GIVEN DATA:
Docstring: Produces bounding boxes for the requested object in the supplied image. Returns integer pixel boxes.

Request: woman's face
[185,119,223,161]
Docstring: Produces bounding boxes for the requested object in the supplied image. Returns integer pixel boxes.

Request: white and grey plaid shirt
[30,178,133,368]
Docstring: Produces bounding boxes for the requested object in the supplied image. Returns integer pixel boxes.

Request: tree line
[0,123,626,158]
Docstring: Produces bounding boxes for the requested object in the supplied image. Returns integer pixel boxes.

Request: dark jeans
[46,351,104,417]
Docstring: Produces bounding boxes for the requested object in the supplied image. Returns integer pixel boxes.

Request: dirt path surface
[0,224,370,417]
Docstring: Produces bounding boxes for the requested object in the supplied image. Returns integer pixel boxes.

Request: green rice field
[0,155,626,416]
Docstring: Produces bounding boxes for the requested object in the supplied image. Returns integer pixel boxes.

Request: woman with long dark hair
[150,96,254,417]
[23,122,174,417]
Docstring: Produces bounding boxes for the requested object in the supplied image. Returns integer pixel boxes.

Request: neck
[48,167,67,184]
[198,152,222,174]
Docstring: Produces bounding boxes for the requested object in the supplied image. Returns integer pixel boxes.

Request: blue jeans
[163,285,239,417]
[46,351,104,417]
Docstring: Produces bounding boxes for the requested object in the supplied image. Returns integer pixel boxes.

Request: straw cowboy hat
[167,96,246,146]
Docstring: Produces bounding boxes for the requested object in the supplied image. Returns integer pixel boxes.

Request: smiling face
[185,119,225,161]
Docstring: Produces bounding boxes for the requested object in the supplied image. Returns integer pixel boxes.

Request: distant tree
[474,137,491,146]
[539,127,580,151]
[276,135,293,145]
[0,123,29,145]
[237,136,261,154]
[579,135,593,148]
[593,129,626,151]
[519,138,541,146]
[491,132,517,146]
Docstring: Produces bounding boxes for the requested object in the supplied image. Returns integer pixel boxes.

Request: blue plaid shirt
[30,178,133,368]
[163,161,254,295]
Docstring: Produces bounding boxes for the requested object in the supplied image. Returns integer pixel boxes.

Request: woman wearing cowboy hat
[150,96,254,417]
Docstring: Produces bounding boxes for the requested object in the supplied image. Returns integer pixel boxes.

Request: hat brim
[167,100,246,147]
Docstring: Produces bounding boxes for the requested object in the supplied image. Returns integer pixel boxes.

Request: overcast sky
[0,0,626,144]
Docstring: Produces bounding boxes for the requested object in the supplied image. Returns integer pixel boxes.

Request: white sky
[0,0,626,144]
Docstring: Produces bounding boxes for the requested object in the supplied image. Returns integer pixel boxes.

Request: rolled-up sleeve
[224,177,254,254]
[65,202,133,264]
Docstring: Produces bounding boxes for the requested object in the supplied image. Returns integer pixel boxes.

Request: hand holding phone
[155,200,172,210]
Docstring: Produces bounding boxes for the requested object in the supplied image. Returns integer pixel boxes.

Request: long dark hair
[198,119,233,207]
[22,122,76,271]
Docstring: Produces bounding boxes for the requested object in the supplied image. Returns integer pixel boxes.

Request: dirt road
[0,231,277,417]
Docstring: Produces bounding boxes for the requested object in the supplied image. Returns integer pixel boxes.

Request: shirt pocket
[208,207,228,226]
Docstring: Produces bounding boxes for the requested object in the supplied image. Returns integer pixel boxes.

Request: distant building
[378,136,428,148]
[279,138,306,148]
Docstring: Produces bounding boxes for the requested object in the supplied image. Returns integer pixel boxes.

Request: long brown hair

WORK REQUIRED: Copy out all of the material above line for line, changing nothing.

TASK RESPONSE:
Docstring: Produces bounding boxes for the requested object in the supplied image. Returns integer pixel boxes.

Request: woman's face
[185,119,223,161]
Docstring: Produces bounding boxes for the requested object in the supplied image. Returns integer pixel boxes.

Request: white and grey plaid shirt
[30,178,133,368]
Docstring: Produces bounding boxes for the requested object in the supplied image. Returns integer pixel boxes.

Request: tree line
[0,123,626,158]
Docstring: Produces bounding boxes for the requested object in the supplied image. Returns integer pixel boxes.

Request: dark jeans
[46,351,104,417]
Docstring: Produces bounding boxes for the requested object in the supplied image. Returns integer pixel boxes.

Request: dirt path surface
[0,224,370,417]
Docstring: Produces bounding boxes for the requested object in the supplied image. Returns integer pixel boxes.

Request: green rice field
[0,155,626,416]
Docstring: Produces bounding boxes for the requested object in the supplied image. Returns integer pixel boxes.

Request: woman with long dark hair
[150,96,254,417]
[23,122,174,417]
Docstring: Produces bounding boxes for the requested object in the supplied image. Returns integer pixel boxes.

Request: neck
[48,167,67,184]
[198,152,222,174]
Docstring: Produces bounding boxes for the requested object in the supplied image. Returns integer pixel boxes.

Request: blue jeans
[163,285,239,417]
[46,351,104,417]
Docstring: Produces bounding boxes for the requested object in the supplied image. Returns integer pixel boxes.

Request: straw cowboy hat
[167,96,246,146]
Docstring: Produces bounding boxes for the requested object in the supplied image. Returns integer pixel boxes.

Request: smiling face
[185,119,225,161]
Docstring: Produces bounding boxes for the requested object in the supplied image. Returns integer pixel boxes.

Request: distant tree
[474,137,491,146]
[539,127,580,151]
[276,135,293,145]
[0,123,29,145]
[237,136,261,154]
[579,135,593,148]
[593,129,626,151]
[519,138,541,146]
[491,132,517,146]
Docstring: Produces bounding boxes for the requested object in the supplied image. Returns integer pixel boxes.

Request: blue plaid shirt
[30,178,133,368]
[163,161,254,295]
Docstring: Produces bounding boxes for the requested object in the supplied image. Returns integer pixel boxes.

Request: woman wearing cowboy hat
[150,96,254,417]
Docstring: Produces bounding boxes for the requested object in the supplied image. Returns integer pixel boxes.

Request: hat brim
[167,100,246,147]
Docstring: Produces bounding boxes for the requested object in the supplied image. Returns integer pixel boxes.

Request: overcast sky
[0,0,626,144]
Docstring: Produces bounding boxes for the requested object in the supplied image. Returns integer pixel boxes.

Request: white sky
[0,0,626,144]
Docstring: Produces bounding boxes for the requested object in the supplied image. Returns integer pixel boxes.

Request: rolled-up sleeve
[224,177,254,254]
[65,202,133,264]
Docstring: Produces bounding boxes for the requested object in the supplied image. Returns integer pixel boxes.

Request: hand holding phone
[155,200,172,210]
Docstring: Produces bounding boxes for the requested object in the supplied image. Returns integer pixel boxes.

Request: long dark hair
[198,119,233,207]
[22,122,76,271]
Docstring: Produces bounding boxes for the requested object in the supplied image. Returns integer pixel boxes.

Request: dirt road
[0,231,277,417]
Docstring: Produces bounding boxes for the requested object in the supplied image. Returns integer pixel boxes.

Request: shirt pocket
[208,207,228,226]
Docstring: Produces bounding boxes for the requested object in the supplied image. Returns integer pixel boxes.

Request: distant building
[378,136,428,148]
[279,138,306,148]
Docstring: Produces bounding boxes for the requested object in the supplied image. Returns integer pixel boxes.

Request: long brown hair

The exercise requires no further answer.